* Start INFORMATION SHOWN *

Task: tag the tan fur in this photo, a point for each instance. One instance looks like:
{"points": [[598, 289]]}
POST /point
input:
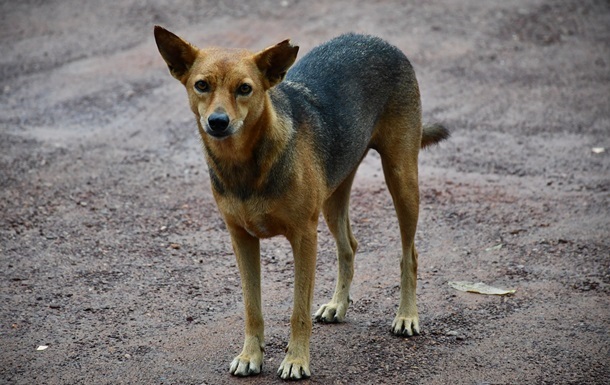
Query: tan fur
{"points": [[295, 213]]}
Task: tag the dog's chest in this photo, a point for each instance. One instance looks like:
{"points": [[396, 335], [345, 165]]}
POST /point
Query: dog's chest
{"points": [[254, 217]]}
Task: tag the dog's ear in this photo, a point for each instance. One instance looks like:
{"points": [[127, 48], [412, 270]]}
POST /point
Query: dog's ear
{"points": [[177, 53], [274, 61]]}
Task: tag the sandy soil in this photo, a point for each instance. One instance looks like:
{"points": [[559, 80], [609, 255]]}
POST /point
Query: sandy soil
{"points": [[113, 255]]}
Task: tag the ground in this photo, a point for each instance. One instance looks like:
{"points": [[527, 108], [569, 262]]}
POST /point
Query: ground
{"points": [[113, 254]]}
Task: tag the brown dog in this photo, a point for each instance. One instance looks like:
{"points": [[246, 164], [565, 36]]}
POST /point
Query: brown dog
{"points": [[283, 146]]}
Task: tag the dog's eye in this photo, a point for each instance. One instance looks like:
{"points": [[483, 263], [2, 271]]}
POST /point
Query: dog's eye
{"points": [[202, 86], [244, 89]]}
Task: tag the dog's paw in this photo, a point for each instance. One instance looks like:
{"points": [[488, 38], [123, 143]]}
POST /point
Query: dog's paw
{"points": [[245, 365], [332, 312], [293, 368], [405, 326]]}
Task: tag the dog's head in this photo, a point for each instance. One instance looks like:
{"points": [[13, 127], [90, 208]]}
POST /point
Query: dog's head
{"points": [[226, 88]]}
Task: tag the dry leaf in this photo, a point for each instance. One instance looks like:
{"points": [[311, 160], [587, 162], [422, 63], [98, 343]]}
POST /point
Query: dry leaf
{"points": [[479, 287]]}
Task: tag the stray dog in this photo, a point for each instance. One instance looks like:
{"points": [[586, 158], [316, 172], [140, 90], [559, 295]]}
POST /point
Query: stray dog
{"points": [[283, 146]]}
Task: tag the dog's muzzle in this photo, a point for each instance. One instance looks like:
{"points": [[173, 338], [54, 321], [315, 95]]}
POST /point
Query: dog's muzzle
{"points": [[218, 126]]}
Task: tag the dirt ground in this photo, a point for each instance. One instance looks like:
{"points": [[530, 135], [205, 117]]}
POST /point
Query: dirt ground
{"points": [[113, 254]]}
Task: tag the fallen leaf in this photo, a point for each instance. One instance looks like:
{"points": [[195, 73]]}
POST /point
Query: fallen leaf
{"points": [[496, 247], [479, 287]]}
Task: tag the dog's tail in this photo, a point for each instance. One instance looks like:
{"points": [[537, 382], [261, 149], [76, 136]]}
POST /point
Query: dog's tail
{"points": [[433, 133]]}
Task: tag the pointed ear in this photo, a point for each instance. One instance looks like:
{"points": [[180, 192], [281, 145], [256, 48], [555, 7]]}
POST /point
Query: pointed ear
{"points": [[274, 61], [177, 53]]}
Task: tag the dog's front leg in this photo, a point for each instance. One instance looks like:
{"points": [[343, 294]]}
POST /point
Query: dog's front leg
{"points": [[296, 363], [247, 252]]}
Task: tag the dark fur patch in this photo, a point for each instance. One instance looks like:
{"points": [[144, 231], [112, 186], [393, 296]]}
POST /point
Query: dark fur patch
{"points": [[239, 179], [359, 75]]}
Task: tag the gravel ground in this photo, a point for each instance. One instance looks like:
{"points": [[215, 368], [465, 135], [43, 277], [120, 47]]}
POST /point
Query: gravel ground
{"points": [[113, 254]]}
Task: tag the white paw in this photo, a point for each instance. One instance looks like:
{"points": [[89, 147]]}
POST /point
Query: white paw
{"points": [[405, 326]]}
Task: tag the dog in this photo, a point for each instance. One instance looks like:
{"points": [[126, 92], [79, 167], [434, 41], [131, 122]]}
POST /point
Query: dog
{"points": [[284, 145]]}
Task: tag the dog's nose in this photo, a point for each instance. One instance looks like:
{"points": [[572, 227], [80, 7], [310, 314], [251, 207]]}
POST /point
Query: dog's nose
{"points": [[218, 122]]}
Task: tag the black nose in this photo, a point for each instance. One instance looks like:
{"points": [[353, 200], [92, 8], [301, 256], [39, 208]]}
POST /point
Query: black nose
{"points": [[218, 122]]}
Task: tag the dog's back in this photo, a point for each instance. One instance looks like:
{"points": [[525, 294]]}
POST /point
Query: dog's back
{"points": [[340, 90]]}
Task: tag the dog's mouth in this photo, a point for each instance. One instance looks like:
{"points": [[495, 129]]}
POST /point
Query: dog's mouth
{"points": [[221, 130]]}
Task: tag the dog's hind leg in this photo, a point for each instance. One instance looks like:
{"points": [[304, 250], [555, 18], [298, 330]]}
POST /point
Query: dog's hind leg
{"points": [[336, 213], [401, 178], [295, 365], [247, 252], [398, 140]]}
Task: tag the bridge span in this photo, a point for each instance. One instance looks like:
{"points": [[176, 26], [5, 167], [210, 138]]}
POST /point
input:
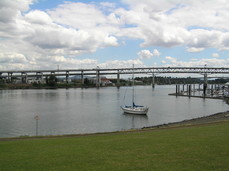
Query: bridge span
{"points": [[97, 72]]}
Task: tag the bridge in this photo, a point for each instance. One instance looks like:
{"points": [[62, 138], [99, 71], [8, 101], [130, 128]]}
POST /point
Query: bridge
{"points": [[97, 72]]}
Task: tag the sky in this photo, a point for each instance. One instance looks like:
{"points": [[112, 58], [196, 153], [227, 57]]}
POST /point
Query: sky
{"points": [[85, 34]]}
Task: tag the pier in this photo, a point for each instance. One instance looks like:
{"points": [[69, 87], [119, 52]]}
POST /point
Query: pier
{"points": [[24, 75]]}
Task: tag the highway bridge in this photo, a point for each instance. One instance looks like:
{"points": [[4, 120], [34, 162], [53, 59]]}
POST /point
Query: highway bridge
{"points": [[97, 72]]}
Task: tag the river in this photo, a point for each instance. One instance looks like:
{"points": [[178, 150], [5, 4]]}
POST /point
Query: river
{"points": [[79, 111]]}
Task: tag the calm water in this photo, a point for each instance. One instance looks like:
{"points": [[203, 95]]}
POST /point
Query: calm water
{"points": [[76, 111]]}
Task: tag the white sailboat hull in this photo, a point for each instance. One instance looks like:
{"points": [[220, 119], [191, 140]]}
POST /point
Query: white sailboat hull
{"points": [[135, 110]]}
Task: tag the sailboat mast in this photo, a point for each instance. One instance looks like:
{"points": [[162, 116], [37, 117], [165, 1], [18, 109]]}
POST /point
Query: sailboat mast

* End INFORMATION SHOWN *

▸ DIRECTIONS
Rewrite all of the records above, changing every "in this photo" to "in this image" and keeping everything else the same. Leave the pictures out of your answer.

▸ RESULT OF THE TASK
Task: tag the tan fur in this image, a point for each instance. One instance looks like:
{"points": [[598, 289]]}
POST /point
input:
Query: tan fur
{"points": [[295, 213]]}
Task: tag the dog's chest in this image, a point for each instance. One instance looks like:
{"points": [[396, 335], [345, 165]]}
POST /point
Query: dog's chest
{"points": [[254, 217]]}
Task: tag the dog's ear in this image, a point for each instance. One instance looks like:
{"points": [[127, 48], [412, 270]]}
POST /point
Query: dog's ear
{"points": [[177, 53], [274, 61]]}
Task: tag the sandy soil in this image, a point for each instance. One instance looks like:
{"points": [[559, 80], [609, 255]]}
POST /point
Query: sandy soil
{"points": [[113, 255]]}
Task: tag the ground in this image, a point for each instance. One instance looks like:
{"points": [[527, 108], [569, 262]]}
POST /point
Query: ground
{"points": [[113, 254]]}
Task: tag the brown dog in this image, a point for each instance. One instance looks like:
{"points": [[246, 164], [565, 36]]}
POST /point
Query: brown dog
{"points": [[283, 146]]}
Task: tag the dog's eye in this image, a point for each instance. One instance looks like:
{"points": [[483, 263], [2, 271]]}
POST /point
Query: dog's eye
{"points": [[202, 86], [244, 89]]}
Task: tag the dog's paw in this image, a point for each instance. One instance looks like:
{"points": [[488, 38], [123, 143]]}
POST /point
Query: dog's paw
{"points": [[245, 365], [332, 312], [293, 368], [405, 326]]}
Task: tag the dog's head in this image, a point for each instance. One instance looks like:
{"points": [[13, 127], [90, 208]]}
POST /point
Query: dog's head
{"points": [[226, 88]]}
Task: tag the dry leaf in this image, a point for each instance. One instance looks like:
{"points": [[311, 160], [587, 162], [422, 63], [98, 343]]}
POST /point
Query: dry leaf
{"points": [[479, 287]]}
Task: tag the stray dog in this image, a point for each instance. One instance looks like:
{"points": [[586, 158], [316, 172], [140, 90], [559, 295]]}
POST /point
Query: stray dog
{"points": [[283, 146]]}
Task: tag the dog's muzzle in this image, a point for each instance. One instance looks like:
{"points": [[173, 338], [54, 321], [315, 95]]}
POST /point
Query: dog's muzzle
{"points": [[218, 126]]}
Task: tag the dirt ground in this image, a point for each instance. One instance looks like:
{"points": [[530, 135], [205, 117]]}
POST /point
Query: dirt ground
{"points": [[113, 254]]}
Task: tag the fallen leaf in this image, a point for each instance. One instance looks like:
{"points": [[195, 73]]}
POST /point
Query: fallen leaf
{"points": [[496, 247], [479, 287]]}
Task: tag the dog's tail in this image, a point for each instance. One instance looks like:
{"points": [[537, 382], [261, 149], [76, 136]]}
POST /point
Query: dog's tail
{"points": [[433, 133]]}
Task: tag the pointed ear in this image, a point for each instance. One instance looks like:
{"points": [[180, 192], [281, 145], [256, 48], [555, 7]]}
POST /point
Query: pointed ear
{"points": [[274, 61], [177, 53]]}
Task: tag the dog's front leg in this image, a point for each instance. One instance looks like:
{"points": [[343, 294]]}
POST /point
Query: dog's front leg
{"points": [[296, 363], [247, 252]]}
Task: tag the dark fur patch in this image, a point for each instance. One instance looks like:
{"points": [[144, 231], [112, 186], [393, 296]]}
POST /point
Query: dark fur patch
{"points": [[239, 179], [359, 75]]}
Task: tag the gravel ground in this image, a point for each instance. One instance looks like:
{"points": [[215, 368], [465, 135], [43, 277], [120, 47]]}
POST /point
Query: gravel ground
{"points": [[113, 254]]}
Task: tag the white paw in this image, a point for each instance. One instance looks like:
{"points": [[89, 147]]}
POST /point
Query: white paw
{"points": [[405, 326]]}
Task: tag the dog in this image, a point for each instance. One instance looks like:
{"points": [[126, 92], [79, 167], [434, 41], [131, 122]]}
POST /point
Query: dog
{"points": [[284, 145]]}
Task: tag the dog's nose in this image, a point for each instance. One instance looks like:
{"points": [[572, 227], [80, 7], [310, 314], [251, 207]]}
POST /point
Query: dog's nose
{"points": [[218, 122]]}
Task: tag the black nose in this image, a point for each instance. One instance looks like:
{"points": [[353, 200], [92, 8], [301, 256], [39, 208]]}
POST /point
Query: black nose
{"points": [[218, 122]]}
Task: tag the dog's back in this image, a point for each instance. One instance looks like:
{"points": [[525, 294]]}
POST /point
Query: dog's back
{"points": [[340, 90]]}
Task: tag the dog's mouth in this image, a point for each instance. One instance looks like:
{"points": [[495, 129]]}
POST /point
Query: dog's mouth
{"points": [[221, 130]]}
Task: tag the dog's hind leg in this image, a point for each instance. One instance looks like:
{"points": [[304, 250], [555, 18], [298, 330]]}
POST /point
Query: dog's hind leg
{"points": [[336, 213], [401, 178], [295, 365], [247, 252], [398, 140]]}
Task: tag the bridge span in this image, a point for each instance. One instance looks like:
{"points": [[176, 26], [5, 167], [210, 138]]}
POST /point
input:
Query: bridge span
{"points": [[97, 72]]}
Task: tag the bridge in this image, a point for each instance. One instance looks like:
{"points": [[62, 138], [99, 71], [8, 101], [130, 128]]}
POST /point
Query: bridge
{"points": [[97, 72]]}
Task: tag the sky in this image, a point for each instance. One instance looks like:
{"points": [[112, 58], [196, 153], [227, 57]]}
POST /point
Query: sky
{"points": [[85, 34]]}
Task: tag the pier in this image, a point for each instance. One instance looks like:
{"points": [[69, 87], [119, 52]]}
POST /point
Query: pier
{"points": [[24, 75]]}
Task: tag the highway bridge in this image, a point for each instance. One instance looks like:
{"points": [[4, 120], [34, 162], [53, 59]]}
POST /point
Query: highway bridge
{"points": [[97, 72]]}
Task: tag the river in this image, a point for each instance. One instance looks like:
{"points": [[178, 150], [5, 4]]}
POST /point
Query: river
{"points": [[79, 111]]}
Task: tag the calm water in this image, a point for each instance. One instance looks like:
{"points": [[203, 95]]}
POST /point
Query: calm water
{"points": [[76, 111]]}
Task: tag the white sailboat hull in this image, a point for each instance. One instance looks like:
{"points": [[220, 119], [191, 140]]}
POST /point
Query: white sailboat hull
{"points": [[135, 110]]}
Task: tag the sailboat mast in this image, a point for each instance. One instance looks like:
{"points": [[162, 116], [37, 117], [165, 1], [18, 109]]}
POST /point
Query: sailboat mast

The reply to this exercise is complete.